Copy every one of the rows below word for word, leaving nothing out.

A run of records
--

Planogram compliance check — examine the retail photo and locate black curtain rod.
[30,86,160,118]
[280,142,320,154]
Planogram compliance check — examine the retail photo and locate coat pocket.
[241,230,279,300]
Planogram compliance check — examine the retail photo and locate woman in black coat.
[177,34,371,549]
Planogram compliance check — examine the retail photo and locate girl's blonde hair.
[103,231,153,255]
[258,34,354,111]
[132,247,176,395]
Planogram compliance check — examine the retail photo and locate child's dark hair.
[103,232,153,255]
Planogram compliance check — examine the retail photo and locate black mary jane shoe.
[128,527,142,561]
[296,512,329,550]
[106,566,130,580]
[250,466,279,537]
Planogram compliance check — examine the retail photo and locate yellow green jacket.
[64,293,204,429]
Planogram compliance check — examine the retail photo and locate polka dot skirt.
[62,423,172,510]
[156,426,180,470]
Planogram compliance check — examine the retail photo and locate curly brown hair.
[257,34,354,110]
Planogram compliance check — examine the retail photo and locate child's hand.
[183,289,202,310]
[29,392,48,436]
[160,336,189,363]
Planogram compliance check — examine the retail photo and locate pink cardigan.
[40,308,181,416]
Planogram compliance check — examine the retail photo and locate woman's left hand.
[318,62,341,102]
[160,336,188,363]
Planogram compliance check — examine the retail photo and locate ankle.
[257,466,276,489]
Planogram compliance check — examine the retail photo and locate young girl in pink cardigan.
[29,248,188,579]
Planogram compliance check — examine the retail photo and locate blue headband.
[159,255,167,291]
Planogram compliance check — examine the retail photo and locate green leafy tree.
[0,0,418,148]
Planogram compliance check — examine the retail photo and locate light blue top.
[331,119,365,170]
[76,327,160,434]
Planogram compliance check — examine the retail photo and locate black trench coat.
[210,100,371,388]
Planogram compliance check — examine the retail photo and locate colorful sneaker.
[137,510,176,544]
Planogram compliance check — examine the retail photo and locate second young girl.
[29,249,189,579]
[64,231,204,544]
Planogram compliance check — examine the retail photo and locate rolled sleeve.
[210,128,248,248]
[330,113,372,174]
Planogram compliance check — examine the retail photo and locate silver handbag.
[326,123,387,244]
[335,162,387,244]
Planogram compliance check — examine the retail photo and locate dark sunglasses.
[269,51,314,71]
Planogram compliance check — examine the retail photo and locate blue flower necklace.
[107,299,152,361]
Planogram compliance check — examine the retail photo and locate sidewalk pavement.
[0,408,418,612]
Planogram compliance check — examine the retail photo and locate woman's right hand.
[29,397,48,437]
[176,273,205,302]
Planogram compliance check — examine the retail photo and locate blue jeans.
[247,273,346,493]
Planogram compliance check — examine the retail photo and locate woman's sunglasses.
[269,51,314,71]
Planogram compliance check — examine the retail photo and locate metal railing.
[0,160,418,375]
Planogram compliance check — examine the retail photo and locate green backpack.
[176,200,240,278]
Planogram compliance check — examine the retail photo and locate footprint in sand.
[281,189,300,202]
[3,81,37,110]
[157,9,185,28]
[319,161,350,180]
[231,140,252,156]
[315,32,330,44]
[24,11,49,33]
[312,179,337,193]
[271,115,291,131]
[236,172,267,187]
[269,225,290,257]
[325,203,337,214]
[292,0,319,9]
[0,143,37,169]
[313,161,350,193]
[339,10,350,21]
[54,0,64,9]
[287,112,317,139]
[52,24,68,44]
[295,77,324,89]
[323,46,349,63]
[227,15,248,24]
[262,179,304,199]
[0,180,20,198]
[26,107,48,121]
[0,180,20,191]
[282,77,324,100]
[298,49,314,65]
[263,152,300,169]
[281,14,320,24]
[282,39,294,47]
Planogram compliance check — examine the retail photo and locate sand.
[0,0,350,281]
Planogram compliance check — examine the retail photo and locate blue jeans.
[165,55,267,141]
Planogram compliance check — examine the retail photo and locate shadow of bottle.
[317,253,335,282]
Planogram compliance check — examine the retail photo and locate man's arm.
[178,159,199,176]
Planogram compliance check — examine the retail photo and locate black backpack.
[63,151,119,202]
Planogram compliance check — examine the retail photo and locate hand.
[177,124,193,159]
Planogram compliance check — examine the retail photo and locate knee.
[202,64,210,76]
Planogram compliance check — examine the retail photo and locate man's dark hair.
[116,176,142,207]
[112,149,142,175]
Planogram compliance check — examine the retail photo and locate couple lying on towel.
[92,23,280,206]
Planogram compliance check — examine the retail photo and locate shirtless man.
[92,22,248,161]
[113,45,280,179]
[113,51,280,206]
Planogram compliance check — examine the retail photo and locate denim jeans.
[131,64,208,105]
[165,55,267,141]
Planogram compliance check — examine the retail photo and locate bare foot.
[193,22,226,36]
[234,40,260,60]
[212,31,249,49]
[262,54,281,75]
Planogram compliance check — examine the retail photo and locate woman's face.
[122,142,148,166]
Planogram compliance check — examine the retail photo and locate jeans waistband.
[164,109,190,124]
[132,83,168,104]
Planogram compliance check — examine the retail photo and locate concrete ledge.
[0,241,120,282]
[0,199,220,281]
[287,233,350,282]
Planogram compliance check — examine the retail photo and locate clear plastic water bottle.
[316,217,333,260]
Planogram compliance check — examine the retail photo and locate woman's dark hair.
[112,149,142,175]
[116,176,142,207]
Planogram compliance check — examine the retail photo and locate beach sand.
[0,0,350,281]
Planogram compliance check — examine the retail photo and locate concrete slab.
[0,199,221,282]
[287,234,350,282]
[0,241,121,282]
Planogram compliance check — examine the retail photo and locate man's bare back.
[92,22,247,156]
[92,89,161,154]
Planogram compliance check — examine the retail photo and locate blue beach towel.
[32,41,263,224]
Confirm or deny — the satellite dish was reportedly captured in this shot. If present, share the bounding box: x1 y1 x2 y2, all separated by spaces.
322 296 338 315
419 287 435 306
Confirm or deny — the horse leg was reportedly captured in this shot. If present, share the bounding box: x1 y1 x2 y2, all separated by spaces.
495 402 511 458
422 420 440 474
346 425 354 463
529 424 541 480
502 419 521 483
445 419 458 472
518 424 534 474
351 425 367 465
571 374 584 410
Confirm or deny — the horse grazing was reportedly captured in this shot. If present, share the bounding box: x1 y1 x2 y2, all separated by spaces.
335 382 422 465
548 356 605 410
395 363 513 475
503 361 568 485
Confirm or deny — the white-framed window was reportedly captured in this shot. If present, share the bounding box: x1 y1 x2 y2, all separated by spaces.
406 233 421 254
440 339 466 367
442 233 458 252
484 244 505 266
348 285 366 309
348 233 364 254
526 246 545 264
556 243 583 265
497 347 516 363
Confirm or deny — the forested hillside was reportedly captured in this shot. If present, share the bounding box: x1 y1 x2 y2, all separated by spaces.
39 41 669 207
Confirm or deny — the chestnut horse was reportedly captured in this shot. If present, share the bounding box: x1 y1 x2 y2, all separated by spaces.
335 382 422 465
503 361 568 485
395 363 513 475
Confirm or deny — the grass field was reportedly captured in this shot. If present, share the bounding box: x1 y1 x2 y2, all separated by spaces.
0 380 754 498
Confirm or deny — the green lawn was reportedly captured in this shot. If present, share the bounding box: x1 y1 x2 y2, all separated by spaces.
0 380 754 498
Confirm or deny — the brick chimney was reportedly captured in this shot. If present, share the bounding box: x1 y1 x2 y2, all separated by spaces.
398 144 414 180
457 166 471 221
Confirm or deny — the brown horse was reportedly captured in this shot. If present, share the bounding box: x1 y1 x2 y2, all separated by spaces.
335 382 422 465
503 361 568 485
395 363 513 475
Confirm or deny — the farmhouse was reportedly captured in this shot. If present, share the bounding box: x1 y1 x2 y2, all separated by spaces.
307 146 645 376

--

RESULT OF THE EXERCISE →
Planogram compliance check — examine the retail photo and locate black curtain rod.
[30,86,160,118]
[280,142,320,154]
Planogram compliance check — examine the retail photo and locate coat pocket.
[241,230,279,300]
Planogram compliance check — examine the retail photo and locate woman in black coat.
[177,34,371,549]
Planogram compliance check — examine the retail photo and locate girl's blonde hair.
[103,231,153,255]
[258,34,354,111]
[132,247,176,395]
Planogram compliance check — examine the retail photo and locate child's dark hair.
[103,232,153,255]
Planogram compliance check — examine the retail photo and locate black mary jane shoe.
[128,527,142,561]
[296,512,329,550]
[106,566,130,580]
[250,466,279,537]
Planogram compliance check — examine the retail photo and locate yellow green jacket.
[64,293,204,429]
Planogram compliance check — examine the retail photo and locate polka dot skirt.
[62,423,172,510]
[156,426,180,470]
Planogram compliance check — examine the retail photo and locate curly brown hair.
[257,34,354,110]
Planogram compliance check — examine the retail photo and locate child's hand.
[183,289,202,310]
[29,392,48,436]
[160,336,189,363]
Planogram compliance check — examine the retail photo and locate pink cardigan.
[40,308,181,416]
Planogram compliance check — examine the retail photo and locate woman's left hand.
[318,62,341,102]
[160,336,188,363]
Planogram compliance check — examine the retail photo and locate ankle.
[257,466,276,489]
Planogram compliance check — examine the retail photo and locate young girl in pink cardigan.
[29,248,188,579]
Planogram compliance check — examine the retail photo and locate blue headband.
[159,255,167,291]
Planogram compliance check — examine the retail photo and locate green leafy tree.
[0,0,418,148]
Planogram compliance check — examine the retail photo and locate light blue top.
[331,119,365,170]
[76,327,160,434]
Planogram compliance check — examine the retail photo and locate black trench coat.
[210,100,371,388]
Planogram compliance check — examine the retail photo and locate colorful sneaker.
[137,510,176,544]
Planogram compliance check — examine the retail photo and locate second young girl.
[29,249,189,579]
[64,231,204,544]
Planogram compliance check — examine the retail photo and locate rolled sleeve.
[210,128,248,248]
[330,113,372,174]
Planogram compliance check — examine the retail photo and locate silver handbag.
[326,123,387,244]
[335,162,387,244]
Planogram compliance check — examine the retail photo and locate dark sunglasses.
[269,51,314,71]
Planogram compliance check — examine the retail photo and locate blue flower necklace.
[107,299,152,361]
Planogram compliance check — examine the retail photo and locate sidewalk pavement.
[0,408,418,612]
Planogram compliance check — examine the retail photo and locate woman's right hand.
[29,397,48,437]
[176,273,205,302]
Planogram compliance check — examine the retail photo and locate blue jeans.
[247,273,346,493]
Planogram compliance check — examine the retail photo and locate woman's sunglasses.
[269,51,314,71]
Planogram compliance check — examine the retail photo and locate metal railing.
[0,160,418,375]
Planogram compliance check — examine the retail photo and locate green backpack.
[176,200,240,278]
Planogram compliance check — examine the retail photo and locate footprint in sand.
[281,189,300,202]
[3,81,37,110]
[157,9,185,28]
[319,161,350,180]
[231,140,252,156]
[315,32,330,44]
[24,11,49,33]
[312,179,337,193]
[271,115,291,131]
[236,172,267,187]
[269,225,290,257]
[325,203,337,214]
[292,0,319,9]
[0,143,37,169]
[313,161,350,193]
[339,10,350,21]
[54,0,64,9]
[287,112,317,139]
[52,24,68,44]
[295,77,324,89]
[323,46,349,63]
[227,15,248,24]
[262,179,304,199]
[0,180,20,198]
[26,107,48,121]
[0,180,20,191]
[282,77,324,100]
[298,49,314,65]
[263,152,300,169]
[281,14,320,24]
[282,39,294,47]
Planogram compliance check — examine the retail photo and locate sand.
[0,0,350,281]
Planogram compliance check — examine the retail photo and locate blue jeans.
[165,55,267,141]
Planogram compliance check — examine the retail photo and locate shadow of bottle.
[317,253,335,282]
Planogram compliance check — examine the retail photo and locate man's arm.
[178,159,199,176]
Planogram compliance check — examine the retail photo and locate black backpack.
[63,151,119,202]
Planogram compliance check — examine the retail photo and locate hand.
[177,124,193,159]
Planogram compliance check — examine the retail photo and locate knee.
[202,64,210,76]
Planogram compliance check — examine the retail photo and locate man's dark hair.
[116,176,142,207]
[112,149,142,175]
Planogram compliance check — examine the retail photo and locate couple lying on towel.
[92,23,280,206]
Planogram compliance check — examine the retail photo and locate shirtless man.
[92,22,248,161]
[113,45,280,179]
[113,51,280,206]
Planogram compliance check — examine the retail photo and locate denim jeans.
[131,64,208,105]
[165,55,267,141]
Planogram compliance check — examine the retail photo and locate bare foot.
[193,22,226,36]
[234,40,260,60]
[212,31,249,49]
[262,54,281,75]
Planogram compliance check — examine the retail photo and locate woman's face.
[122,142,148,166]
Planogram compliance check — examine the retail photo and locate jeans waistband.
[164,109,190,124]
[132,83,168,104]
Planogram compliance check — examine the retail photo and locate concrete ledge.
[0,241,120,282]
[0,199,220,281]
[287,233,350,282]
Planogram compliance check — examine the retail photo and locate clear plastic water bottle.
[316,217,333,260]
Planogram compliance check — examine the retail photo and locate woman's dark hair.
[112,149,142,175]
[116,176,142,207]
Planogram compliance check — examine the retail photo and locate beach sand.
[0,0,350,281]
Planogram compliance check — examine the retail photo and locate concrete slab.
[0,199,221,282]
[287,234,350,282]
[0,241,121,282]
Planogram compliance check — examine the retail photo and locate man's bare back.
[92,22,247,156]
[92,89,161,154]
Planogram compliance check — examine the retail photo and locate blue beach towel.
[32,41,263,224]
Confirm or deny — the satellite dish was reportedly captured in this shot. If present, share the bounding box: x1 y1 x2 y2, all separated by spaces.
322 296 338 315
419 287 435 306
Confirm or deny — the horse leg was reportedly captured in this shot. If present, share the bounding box: x1 y1 x2 y2, all separated by spaces.
495 402 511 458
422 420 440 474
346 425 354 463
529 424 541 480
502 419 521 483
445 419 458 472
518 424 534 474
351 425 367 465
571 374 584 410
Confirm or deny — the horse grazing was reportedly captured in this shot. If present, share the bounding box: x1 y1 x2 y2, all separated by spaces.
335 382 422 465
548 356 605 410
395 363 513 475
503 361 568 485
Confirm or deny — the white-framed window was reportedly captured in this shot. If present, share the bounding box: x1 y1 x2 y2, all separated by spaces.
406 233 421 254
440 339 466 367
442 233 458 252
484 244 505 266
348 285 366 309
348 233 364 254
526 246 545 264
556 243 583 265
497 347 516 363
Confirm or deny — the forested hillside was reportedly captured in this shot. If present, share the bounding box: x1 y1 x2 y2, all separated by spaces.
39 41 669 207
Confirm or deny — the chestnut horse was reportedly captured in this shot. If present, share the bounding box: x1 y1 x2 y2, all separated by spaces.
335 382 422 465
503 361 568 485
395 363 513 475
Confirm or deny — the grass field was reportedly captured in this shot. If present, share the bounding box: x1 y1 x2 y2, all separated by spaces.
0 380 754 498
Confirm or deny — the green lawn was reportedly captured in this shot. If present, share the bounding box: x1 y1 x2 y2, all separated by spaces.
0 380 754 498
Confirm or deny — the brick chimney was reportedly captured in this shot. If present, share the bounding box: x1 y1 x2 y2, all separated by spaces.
398 144 414 180
457 166 471 221
Confirm or deny — the brown horse was reportedly captured in this shot. If present, share the bounding box: x1 y1 x2 y2, all separated by spaces.
335 382 422 465
503 361 568 485
395 363 513 475
Confirm or deny — the farmhouse was reportedly captured in this shot. If present, share the bounding box: x1 y1 x2 y2, all separated by spaces.
307 146 645 376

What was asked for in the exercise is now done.